SELECTED TEXT =
_____

Now that the election is over, there’s a bit of time to revisit that very important CPDO decision I wrote about on Monday. There’s a lot of material to be mined here, and the Internet is slowly delving its way into it: I particularly love, for instance, the way that Daniel Davies started tweeting out noteworthy paragraphs.

But first there’s Paul Davies, who does a great job of explaining the revolving-door aspect to the case. You know how banks will hire regulators, at multiples of their former salary, and turn the former gamekeepers into poachers? Well, exactly the same thing happens to S&P: it pays better than the US government, but not nearly as well as the structured-credit department at ABN Amro. And thus a whole slew of S&P alumni ended up at the Dutch bank, putting together deals precisely designed to be the absolutely worst possible product in the world which could still, somehow, get a triple-A rating. In order to do that, you need people who know how the ratings sausage is made — and the easiest way to do that is to simply hire them.

S&P was well aware of what ABN Amro was doing, of course, but they had no incentive to frown on its behavior. For one thing it was good news for staffers that there was a healthy bid out there for their services; for another, ABN Amro paid S&P itself huge amounts of money to rate these deals. Everybody won — except the credulous investors who thought that ratings were honest, arm’s-length things.

Matt Levine points out that conceptually, the CPDO is “the perfect ratings arbitrage”, because the rating just tries to calculate the probability of default, without regard to the recovery value given default. As a result, the CPDO was specifically designed to have a recovery given default of very near zero, since that would increase the yield on the instrument without increasing the default rate. (This is exactly the same reason why it was S&P, rather than Moody’s, which downgraded the US from triple-A last year.)

Louise Bowman, meanwhile, finds this email exchange, between a couple of S&P quants:

Mr Venus: I am done with the whole CPDO – wish I was never involved in that whole mess that was made.

Mr Ding: What a wuss.

Mr Venus: That thing is done by 3 people: Cian, Sriram and you. I am not responsible, I just helped build an internal model. You are the wuss for bending over in front of bankers and taking it.

Mr Ding: primarily me and the banker…so what? I would not mind if they put my name on that article, grow up kid.

Mr Venus: You rate something AAA, when it is really A-? You proud of that little mistake? It’s nothing to do with growing up, it’s about doing your job to a high standard. If you want to talk about growing up, you should admit to Perry [Inglis] that you made a mistake with your analysis.

But the smartest lines, still, come from the judge, Jayne Jagot. For instance, she spends a lot of time demolishing the S&P argument that the investors didn’t understand what they were buying, and therefore that it was the investors’ fault, not S&P’s fault, that the investors lost money. Jagot demonstrates clearly that the investors knew full well that they didn’t understand the CPDOs, and that it wasn’t necessarily stupid of them to invest anyway:

The notion that it was necessarily imprudent of the councils to invest in a product they did not understand, on analysis, is specious. It is a superficially attractive catchphrase which does not withstand scrutiny. An investor who obtains expert advice and relies on an expert rating is not imprudent merely because the investor does not understand the investment. So in this case the councils’ lack of understanding and their knowledge of their own lack of capacity to understand was the reason for relying on the expert advice and recommendations of LGFS and the expert opinion of S&P embodied in the rating.

_____

RECORD LIST =
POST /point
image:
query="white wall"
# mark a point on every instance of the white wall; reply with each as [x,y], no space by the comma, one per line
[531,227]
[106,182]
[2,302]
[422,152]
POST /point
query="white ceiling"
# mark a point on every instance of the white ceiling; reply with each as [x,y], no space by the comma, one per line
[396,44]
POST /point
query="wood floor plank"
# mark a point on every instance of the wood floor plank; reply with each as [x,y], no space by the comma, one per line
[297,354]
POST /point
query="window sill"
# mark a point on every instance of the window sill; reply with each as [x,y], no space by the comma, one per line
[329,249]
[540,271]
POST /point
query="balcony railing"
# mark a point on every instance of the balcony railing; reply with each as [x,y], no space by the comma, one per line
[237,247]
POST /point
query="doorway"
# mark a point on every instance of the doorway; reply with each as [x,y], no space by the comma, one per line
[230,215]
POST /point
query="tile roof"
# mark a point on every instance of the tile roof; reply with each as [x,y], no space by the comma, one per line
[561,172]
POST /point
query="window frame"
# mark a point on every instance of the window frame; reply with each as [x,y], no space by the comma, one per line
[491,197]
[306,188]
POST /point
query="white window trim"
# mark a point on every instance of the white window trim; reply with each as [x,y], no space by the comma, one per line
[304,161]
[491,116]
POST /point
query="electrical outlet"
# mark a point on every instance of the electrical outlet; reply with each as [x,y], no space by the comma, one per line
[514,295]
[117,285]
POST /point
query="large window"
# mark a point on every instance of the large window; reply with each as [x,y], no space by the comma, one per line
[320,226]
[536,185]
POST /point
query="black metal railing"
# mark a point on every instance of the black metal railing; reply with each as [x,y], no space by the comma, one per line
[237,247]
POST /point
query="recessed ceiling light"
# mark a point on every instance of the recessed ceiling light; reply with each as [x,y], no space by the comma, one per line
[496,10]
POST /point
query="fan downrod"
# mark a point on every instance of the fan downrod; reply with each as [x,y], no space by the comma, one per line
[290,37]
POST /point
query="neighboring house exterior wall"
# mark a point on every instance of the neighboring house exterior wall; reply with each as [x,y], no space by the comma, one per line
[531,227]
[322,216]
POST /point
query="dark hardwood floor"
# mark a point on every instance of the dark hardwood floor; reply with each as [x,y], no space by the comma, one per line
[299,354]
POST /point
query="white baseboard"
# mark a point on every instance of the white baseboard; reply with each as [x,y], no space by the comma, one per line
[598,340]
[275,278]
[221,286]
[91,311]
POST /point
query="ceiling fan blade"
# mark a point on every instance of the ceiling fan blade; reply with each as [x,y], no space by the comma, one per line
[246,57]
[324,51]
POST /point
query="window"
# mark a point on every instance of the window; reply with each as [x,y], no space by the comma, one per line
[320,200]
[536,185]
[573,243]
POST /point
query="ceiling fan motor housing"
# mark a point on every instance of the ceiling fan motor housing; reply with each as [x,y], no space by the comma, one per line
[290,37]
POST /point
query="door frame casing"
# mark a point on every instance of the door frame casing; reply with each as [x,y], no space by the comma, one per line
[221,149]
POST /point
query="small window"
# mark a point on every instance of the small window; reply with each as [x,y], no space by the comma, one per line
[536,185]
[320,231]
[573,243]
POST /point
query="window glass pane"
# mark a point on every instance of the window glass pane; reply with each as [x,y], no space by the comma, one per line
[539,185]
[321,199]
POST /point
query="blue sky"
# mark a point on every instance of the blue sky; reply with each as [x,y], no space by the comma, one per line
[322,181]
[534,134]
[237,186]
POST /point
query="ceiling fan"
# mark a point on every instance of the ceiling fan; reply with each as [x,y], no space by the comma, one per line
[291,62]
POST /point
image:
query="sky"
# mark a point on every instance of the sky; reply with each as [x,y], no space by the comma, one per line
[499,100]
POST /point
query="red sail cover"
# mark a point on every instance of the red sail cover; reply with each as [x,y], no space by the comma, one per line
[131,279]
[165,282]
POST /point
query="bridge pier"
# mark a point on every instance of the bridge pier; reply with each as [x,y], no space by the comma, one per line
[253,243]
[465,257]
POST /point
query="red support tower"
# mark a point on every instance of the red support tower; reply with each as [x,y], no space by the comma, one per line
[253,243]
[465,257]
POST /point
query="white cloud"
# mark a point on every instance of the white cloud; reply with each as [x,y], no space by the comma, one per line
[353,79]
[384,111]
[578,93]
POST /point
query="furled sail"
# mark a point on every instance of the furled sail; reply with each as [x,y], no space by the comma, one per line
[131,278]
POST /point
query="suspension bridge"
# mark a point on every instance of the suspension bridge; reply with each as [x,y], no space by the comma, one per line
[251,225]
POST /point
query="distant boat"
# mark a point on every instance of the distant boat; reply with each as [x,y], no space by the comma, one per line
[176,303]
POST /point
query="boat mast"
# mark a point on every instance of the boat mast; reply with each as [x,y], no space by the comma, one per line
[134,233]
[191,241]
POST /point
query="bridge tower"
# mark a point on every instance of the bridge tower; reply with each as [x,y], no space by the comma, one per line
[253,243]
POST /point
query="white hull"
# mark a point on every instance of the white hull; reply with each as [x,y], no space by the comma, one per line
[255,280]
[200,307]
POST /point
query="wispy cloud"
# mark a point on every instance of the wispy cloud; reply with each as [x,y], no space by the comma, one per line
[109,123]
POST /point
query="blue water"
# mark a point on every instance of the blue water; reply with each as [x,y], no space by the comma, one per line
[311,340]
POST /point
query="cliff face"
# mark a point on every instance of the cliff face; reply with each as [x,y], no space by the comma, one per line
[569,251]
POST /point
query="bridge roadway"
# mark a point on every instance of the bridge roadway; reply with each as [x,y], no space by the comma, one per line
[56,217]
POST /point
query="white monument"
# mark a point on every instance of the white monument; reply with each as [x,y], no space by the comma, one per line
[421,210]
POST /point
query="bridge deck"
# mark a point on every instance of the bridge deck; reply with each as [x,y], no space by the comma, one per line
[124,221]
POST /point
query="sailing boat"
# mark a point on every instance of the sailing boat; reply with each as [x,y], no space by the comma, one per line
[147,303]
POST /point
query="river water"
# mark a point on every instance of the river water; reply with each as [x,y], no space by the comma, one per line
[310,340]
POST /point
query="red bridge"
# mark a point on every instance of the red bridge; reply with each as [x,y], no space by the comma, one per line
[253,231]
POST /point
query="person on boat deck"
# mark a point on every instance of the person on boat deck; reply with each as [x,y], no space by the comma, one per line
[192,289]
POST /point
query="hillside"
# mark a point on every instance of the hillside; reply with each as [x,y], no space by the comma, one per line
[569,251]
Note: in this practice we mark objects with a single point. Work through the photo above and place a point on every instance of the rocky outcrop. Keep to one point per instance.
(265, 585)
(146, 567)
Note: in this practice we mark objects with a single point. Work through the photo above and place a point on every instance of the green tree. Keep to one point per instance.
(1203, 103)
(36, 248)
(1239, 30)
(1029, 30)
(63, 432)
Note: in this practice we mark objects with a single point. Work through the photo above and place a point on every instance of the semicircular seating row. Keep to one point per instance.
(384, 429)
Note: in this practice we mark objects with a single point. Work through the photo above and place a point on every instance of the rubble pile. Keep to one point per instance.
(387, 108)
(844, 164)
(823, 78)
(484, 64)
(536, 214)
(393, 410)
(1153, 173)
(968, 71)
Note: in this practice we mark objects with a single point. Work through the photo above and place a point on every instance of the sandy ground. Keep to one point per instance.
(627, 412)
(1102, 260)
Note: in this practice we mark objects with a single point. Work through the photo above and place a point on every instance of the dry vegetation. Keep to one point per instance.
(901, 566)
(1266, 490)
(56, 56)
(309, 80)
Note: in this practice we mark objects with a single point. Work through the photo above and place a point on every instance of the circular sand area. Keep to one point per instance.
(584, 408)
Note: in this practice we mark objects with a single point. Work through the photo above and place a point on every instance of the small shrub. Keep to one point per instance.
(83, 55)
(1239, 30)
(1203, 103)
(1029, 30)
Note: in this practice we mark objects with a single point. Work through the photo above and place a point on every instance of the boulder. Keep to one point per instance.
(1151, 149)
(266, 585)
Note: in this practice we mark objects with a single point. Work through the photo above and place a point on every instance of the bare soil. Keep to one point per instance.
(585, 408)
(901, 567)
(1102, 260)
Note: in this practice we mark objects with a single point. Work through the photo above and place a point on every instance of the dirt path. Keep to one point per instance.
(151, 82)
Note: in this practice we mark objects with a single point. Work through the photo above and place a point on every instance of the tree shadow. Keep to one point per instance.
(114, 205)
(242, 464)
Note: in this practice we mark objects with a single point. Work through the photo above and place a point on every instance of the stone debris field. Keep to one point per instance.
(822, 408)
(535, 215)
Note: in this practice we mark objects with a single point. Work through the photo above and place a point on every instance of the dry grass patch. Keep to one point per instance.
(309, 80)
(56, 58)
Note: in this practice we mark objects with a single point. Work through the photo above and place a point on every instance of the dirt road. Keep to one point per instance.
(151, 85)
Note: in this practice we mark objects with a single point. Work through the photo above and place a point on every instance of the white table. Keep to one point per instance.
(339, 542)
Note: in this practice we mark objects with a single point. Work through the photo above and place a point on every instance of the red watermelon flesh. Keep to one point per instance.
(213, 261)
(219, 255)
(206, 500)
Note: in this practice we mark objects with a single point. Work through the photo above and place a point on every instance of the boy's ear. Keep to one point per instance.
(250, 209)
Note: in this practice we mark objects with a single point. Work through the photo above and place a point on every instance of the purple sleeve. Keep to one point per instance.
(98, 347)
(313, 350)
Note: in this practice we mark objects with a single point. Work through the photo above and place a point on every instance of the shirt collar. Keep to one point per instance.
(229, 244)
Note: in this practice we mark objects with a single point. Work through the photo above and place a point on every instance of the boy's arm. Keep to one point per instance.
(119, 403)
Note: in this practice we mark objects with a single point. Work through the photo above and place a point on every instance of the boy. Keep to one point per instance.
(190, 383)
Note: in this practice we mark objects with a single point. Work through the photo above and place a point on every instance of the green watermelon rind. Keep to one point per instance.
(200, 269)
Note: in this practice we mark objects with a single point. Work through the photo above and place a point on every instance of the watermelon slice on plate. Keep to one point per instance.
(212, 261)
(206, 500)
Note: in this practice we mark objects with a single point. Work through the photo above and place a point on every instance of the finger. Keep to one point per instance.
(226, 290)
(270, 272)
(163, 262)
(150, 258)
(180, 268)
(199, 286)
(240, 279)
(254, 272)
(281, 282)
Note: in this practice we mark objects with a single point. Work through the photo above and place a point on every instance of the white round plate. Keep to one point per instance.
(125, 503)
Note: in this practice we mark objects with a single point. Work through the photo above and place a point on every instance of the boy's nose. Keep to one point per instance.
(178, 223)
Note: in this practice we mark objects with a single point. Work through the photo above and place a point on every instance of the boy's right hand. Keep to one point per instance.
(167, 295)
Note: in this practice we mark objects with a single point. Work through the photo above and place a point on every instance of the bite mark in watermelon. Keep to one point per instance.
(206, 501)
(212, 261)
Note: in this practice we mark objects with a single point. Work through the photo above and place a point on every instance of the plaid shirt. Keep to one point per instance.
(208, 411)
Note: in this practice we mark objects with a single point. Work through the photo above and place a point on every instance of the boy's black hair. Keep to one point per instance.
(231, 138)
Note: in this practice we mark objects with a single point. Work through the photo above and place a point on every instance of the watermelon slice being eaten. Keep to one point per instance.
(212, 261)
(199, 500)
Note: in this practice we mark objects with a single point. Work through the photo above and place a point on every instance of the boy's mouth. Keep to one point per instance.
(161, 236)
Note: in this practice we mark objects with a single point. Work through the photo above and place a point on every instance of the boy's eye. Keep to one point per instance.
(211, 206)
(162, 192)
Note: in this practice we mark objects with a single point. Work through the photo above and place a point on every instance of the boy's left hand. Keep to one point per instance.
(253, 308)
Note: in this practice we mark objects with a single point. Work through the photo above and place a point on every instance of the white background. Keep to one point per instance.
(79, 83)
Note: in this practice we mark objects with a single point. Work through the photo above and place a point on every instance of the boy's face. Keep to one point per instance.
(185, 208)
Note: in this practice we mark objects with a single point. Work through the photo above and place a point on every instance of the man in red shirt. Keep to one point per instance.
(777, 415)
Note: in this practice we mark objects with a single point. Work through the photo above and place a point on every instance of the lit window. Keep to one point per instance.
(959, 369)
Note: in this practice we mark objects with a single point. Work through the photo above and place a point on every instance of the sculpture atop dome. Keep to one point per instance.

_____

SET EXERCISE A = Copy from the CPDO post everything from "Mr Ding: What" down to "grow up kid.".
SET EXERCISE B = In the CPDO post, who is the judge credited with the smartest lines?

FULL SOLUTION A =
Mr Ding: What a wuss.

Mr Venus: That thing is done by 3 people: Cian, Sriram and you. I am not responsible, I just helped build an internal model. You are the wuss for bending over in front of bankers and taking it.

Mr Ding: primarily me and the banker…so what? I would not mind if they put my name on that article, grow up kid.

FULL SOLUTION B = Jayne Jagot